» **Page text**:
Services to members of the CRCYS
- Seminars and lectures - Members take part in national and international seminars that promote information exchange, education and a spirit of solidarity among the young members of the Red Cross and Red Crescent Movement. The CRCYS also organizes lectures on the prevention/handling of serious problems that threaten society, especially the youth, such as drugs, AIDS, smoking, violence etc.
- Excursions, Recreation and Performances – The CRCYS organizes these activities to enable the members in becoming more acquainted with one another and to create a sense of friendship and cooperation.
- Camping – this national activity is organized every July at the Mitsis School at Lemithou and it's open to all youth members of the CRCYS. The camping event serves as both a pleasant holiday to members from needy families and a meeting platform of all the Cyprus Red Cross youth members.

Protection of the Environment
- Tree Planting- this event is organized together with the Cyprus Forest Department where the members get to actively join the reforestation of the island by planting their own trees.
- Cleaning Campaign- the CRCYS undertakes the cleaning of parks, beaches and other public spaces.

Fundraising
- Door to Door collection – The Youth participate most actively in this yearly, national Cyprus Red Cross event that takes place around 8 May (World Red Cross Day)
- Christmas Bazaar – this major event takes place around the Christmas holiday every year at certain public locations where everybody can buy various sweets prepared by the CRCYS, Christmas decorations and presents. In addition, people can join games and listen to Christmas carols performed by the Youth Section choirs.
- Christmas Carols - Youth Section choirs sing Christmas carols at institutions, companies, shopping malls and neighborhoods thus creating a festive atmosphere but also collecting money for further activities.

» **Data provided**:
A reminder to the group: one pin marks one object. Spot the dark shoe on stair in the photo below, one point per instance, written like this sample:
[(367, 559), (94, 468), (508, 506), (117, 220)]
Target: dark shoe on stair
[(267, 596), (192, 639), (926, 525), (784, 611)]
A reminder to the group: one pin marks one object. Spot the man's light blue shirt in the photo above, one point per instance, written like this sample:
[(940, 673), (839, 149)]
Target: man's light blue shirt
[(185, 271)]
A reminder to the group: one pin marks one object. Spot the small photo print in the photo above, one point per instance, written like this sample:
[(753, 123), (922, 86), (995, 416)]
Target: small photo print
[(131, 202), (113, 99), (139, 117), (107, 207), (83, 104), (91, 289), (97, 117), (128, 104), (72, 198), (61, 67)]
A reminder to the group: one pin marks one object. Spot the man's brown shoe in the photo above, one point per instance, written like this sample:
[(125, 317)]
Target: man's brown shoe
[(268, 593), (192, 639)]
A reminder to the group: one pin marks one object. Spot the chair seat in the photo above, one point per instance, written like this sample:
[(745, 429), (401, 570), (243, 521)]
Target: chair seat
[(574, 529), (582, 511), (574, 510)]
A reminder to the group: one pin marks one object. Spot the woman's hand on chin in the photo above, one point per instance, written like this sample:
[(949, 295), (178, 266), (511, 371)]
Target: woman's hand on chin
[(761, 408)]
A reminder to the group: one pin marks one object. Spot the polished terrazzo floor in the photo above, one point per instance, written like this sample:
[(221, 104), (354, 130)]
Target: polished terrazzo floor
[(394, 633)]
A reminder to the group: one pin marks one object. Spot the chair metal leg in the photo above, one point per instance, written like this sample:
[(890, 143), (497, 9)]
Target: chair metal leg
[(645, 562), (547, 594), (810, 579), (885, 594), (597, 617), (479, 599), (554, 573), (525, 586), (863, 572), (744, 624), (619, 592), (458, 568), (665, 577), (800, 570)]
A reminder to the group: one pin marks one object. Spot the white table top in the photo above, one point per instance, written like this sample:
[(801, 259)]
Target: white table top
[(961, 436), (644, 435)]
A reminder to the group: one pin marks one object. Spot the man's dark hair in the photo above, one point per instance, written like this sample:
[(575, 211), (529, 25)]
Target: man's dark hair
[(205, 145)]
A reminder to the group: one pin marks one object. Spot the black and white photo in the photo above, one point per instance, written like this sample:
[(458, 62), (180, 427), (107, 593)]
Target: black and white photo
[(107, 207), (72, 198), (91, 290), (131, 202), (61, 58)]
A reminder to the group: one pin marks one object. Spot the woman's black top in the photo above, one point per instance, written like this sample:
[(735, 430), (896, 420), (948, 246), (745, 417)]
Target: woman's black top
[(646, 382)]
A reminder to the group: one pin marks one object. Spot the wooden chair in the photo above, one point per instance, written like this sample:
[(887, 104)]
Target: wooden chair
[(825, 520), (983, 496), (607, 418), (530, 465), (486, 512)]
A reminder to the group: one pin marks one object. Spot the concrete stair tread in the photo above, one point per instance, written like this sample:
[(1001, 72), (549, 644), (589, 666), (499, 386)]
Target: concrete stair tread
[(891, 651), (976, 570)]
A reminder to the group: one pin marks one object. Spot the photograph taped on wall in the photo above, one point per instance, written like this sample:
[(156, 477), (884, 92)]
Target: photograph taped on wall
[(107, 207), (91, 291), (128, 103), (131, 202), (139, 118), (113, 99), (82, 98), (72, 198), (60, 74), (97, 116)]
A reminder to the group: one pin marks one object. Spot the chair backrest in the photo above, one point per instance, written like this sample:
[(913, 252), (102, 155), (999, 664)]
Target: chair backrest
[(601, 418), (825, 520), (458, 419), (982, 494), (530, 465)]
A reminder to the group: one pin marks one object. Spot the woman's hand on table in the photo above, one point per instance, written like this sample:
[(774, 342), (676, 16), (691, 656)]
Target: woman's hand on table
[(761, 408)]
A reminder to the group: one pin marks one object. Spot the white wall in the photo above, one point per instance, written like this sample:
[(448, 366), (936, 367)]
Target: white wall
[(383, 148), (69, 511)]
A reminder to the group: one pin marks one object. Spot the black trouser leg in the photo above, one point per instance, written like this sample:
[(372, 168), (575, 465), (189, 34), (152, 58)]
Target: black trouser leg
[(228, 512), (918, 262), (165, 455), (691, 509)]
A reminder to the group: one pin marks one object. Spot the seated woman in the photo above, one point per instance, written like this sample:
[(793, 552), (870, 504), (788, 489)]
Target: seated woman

» **Tasks for this exercise**:
(1) Answer these questions from the text on the CRCYS:
(a) Where is the national camping event held every July?
(b) With which body is the tree planting event organized?
(c) Around what date does the door-to-door collection take place?
(2) Translate this sentence from the text on the CRCYS into French: "The CRCYS also organizes lectures on the prevention/handling of serious problems that threaten society, especially the youth, such as drugs, AIDS, smoking, violence etc."
(3) Reproduce word for word the part of the text on the CRCYS that opens with the words containing "- Cleaning Campaign- the" and closes with "Youth Section choirs.".

» **Responses to the exercise**:
(1)
(a) At the Mitsis School at Lemithou.
(b) The Cyprus Forest Department.
(c) Around 8 May (World Red Cross Day).

(2) Le CRCYS organise également des conférences sur la prévention/gestion de problèmes graves qui menacent la société, en particulier les jeunes, tels que la drogue, le sida, le tabagisme, la violence, etc.

(3)
- Cleaning Campaign- the CRCYS undertakes the cleaning of parks, beaches and other public spaces.

Fundraising
- Door to Door collection – The Youth participate most actively in this yearly, national Cyprus Red Cross event that takes place around 8 May (World Red Cross Day)
- Christmas Bazaar – this major event takes place around the Christmas holiday every year at certain public locations where everybody can buy various sweets prepared by the CRCYS, Christmas decorations and presents. In addition, people can join games and listen to Christmas carols performed by the Youth Section choirs.